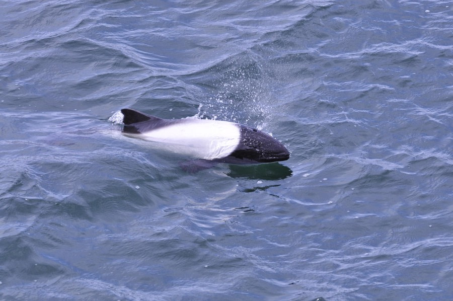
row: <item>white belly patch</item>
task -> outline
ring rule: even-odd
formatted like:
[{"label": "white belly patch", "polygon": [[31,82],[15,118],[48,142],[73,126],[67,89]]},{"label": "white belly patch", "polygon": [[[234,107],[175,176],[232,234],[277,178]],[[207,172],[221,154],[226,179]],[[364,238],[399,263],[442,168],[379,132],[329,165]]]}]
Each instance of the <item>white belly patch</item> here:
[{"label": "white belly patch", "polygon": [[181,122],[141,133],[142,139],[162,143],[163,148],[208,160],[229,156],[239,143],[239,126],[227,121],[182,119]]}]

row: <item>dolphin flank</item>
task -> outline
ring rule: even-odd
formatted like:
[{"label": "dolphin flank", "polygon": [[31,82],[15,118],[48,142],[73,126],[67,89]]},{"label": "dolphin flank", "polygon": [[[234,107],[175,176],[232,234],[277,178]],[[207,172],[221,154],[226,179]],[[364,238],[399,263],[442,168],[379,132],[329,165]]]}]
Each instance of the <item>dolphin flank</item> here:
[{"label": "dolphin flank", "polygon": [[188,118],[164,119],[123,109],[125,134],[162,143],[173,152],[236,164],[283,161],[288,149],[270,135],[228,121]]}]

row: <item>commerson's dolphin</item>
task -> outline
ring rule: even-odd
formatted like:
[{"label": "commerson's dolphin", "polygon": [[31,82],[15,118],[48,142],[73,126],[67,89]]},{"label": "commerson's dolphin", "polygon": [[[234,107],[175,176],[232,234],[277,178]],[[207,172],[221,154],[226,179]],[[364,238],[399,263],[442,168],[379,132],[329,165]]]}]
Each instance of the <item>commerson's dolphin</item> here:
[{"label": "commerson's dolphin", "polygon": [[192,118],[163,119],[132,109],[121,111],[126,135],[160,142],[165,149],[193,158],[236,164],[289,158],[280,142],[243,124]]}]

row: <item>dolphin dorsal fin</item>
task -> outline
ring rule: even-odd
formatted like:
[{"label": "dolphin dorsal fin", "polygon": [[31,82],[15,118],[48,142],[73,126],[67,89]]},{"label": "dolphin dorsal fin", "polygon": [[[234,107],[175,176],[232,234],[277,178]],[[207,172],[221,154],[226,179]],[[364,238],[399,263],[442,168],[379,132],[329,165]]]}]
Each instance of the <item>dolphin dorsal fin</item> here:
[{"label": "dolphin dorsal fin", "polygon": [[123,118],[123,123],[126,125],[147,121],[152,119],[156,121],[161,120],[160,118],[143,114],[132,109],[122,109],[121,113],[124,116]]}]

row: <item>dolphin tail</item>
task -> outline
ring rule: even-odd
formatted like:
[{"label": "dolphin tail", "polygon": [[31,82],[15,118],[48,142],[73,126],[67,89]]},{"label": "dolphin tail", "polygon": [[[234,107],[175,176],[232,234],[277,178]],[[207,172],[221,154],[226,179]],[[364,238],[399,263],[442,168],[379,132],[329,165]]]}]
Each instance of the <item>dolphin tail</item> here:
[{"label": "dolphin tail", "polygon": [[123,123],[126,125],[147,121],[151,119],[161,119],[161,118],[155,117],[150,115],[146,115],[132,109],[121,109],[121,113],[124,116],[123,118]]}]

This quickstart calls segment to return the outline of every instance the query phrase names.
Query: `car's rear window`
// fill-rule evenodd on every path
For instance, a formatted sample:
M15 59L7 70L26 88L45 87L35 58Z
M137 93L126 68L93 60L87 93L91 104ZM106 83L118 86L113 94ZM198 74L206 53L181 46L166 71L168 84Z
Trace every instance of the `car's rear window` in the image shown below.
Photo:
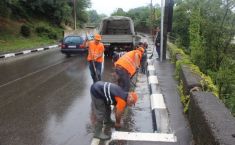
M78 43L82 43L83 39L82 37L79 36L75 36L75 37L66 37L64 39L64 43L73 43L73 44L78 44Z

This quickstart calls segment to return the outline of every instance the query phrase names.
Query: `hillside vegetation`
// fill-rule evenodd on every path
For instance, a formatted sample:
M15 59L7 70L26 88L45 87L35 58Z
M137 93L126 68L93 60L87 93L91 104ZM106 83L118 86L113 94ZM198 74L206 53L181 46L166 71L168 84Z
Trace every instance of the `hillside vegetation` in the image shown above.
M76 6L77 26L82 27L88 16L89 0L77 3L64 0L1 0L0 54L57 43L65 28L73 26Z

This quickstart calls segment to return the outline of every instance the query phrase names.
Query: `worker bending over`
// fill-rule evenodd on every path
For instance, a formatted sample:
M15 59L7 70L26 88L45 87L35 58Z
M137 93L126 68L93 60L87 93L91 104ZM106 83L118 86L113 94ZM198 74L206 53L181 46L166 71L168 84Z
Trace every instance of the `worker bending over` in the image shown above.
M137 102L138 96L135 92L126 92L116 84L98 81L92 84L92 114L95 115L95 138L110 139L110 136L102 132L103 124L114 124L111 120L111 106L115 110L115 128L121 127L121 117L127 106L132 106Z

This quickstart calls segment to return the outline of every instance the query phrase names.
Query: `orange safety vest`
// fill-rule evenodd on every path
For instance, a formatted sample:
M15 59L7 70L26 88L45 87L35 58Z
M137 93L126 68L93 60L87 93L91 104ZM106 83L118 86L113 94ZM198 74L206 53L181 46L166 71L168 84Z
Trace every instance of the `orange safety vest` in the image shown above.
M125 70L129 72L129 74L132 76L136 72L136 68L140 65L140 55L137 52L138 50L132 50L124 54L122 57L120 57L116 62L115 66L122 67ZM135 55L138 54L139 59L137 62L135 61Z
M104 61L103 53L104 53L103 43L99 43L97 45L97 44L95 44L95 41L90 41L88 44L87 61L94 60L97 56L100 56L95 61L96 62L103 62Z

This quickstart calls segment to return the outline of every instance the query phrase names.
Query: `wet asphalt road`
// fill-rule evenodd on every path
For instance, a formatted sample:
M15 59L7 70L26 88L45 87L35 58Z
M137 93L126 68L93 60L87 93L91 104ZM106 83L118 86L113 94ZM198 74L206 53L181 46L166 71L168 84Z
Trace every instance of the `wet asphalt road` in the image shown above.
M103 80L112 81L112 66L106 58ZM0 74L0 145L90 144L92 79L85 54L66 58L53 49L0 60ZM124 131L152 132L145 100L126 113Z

Stated task —
Swap "even-odd" for "nonzero" in the part of the items that runs from their start through the line containing "Each instance of the <item>white", and give only those lines, otherwise unchanged and without the pictures.

The output —
row: <item>white belly patch</item>
task -> outline
ring rule: nonzero
formatted like:
[{"label": "white belly patch", "polygon": [[31,82],[15,118],[48,142],[73,126],[67,89]]},{"label": "white belly patch", "polygon": [[[234,107],[175,176],[232,234],[277,178]],[[207,172],[221,154],[226,179]],[[364,238],[399,263],[442,168],[379,132],[329,165]]]}]
Each instance of the <item>white belly patch</item> here:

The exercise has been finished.